*** Dataset entries Section Begins ***
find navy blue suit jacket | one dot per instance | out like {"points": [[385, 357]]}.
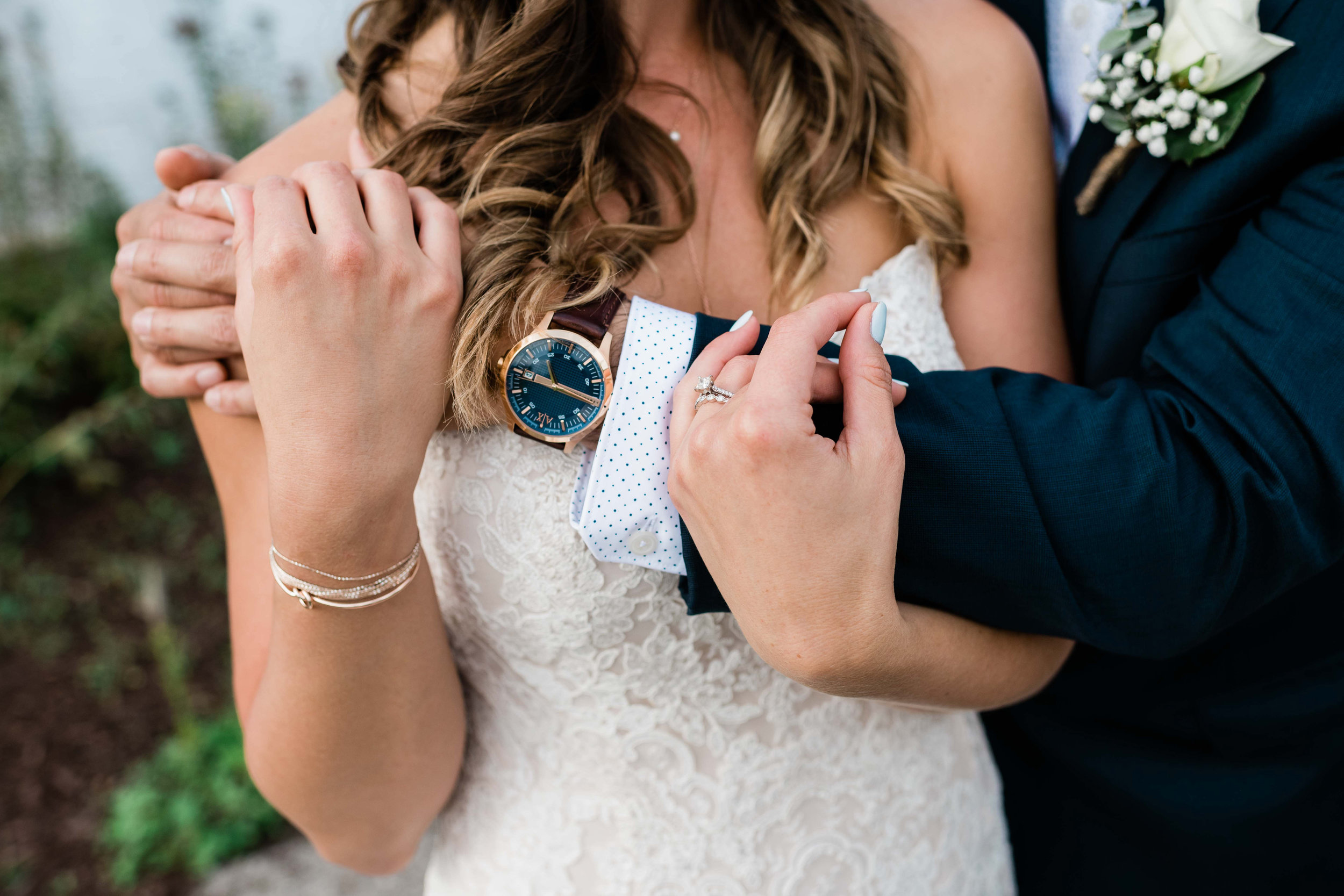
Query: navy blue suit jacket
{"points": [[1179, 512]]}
*** Dataset entries Section Ends ***
*** Dataset entries Section Begins ***
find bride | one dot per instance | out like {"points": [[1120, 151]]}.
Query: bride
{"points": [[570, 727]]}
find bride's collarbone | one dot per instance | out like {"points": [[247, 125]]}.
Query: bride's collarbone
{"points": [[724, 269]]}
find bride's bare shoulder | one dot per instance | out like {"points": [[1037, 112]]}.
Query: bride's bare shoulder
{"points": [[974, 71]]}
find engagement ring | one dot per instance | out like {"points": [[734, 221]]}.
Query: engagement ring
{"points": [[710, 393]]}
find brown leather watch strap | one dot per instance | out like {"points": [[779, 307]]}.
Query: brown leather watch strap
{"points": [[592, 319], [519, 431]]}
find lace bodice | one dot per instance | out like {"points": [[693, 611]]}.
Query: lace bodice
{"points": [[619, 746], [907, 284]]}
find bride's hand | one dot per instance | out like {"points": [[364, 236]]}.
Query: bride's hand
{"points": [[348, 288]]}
*** Dataset entries Section Ends ***
### Exercise requirements
Look through the material for "find". Copy each line that has it.

### Response
find navy blue suit jacket | one dot per instance | out like {"points": [[385, 357]]}.
find bride | one dot per instance | out like {"points": [[1120, 151]]}.
find bride's collarbone | one dot per instance | out like {"points": [[247, 125]]}.
find bride's bare shoulder | one dot per instance | out like {"points": [[1037, 112]]}.
find engagement ring | one dot per instance | out like {"points": [[734, 221]]}.
find brown leather watch strap | one dot per instance | out like {"points": [[779, 307]]}.
find lace bodice | one dot per instance | out like {"points": [[693, 611]]}.
find bride's hand | one dot per instance | out like {"points": [[364, 236]]}.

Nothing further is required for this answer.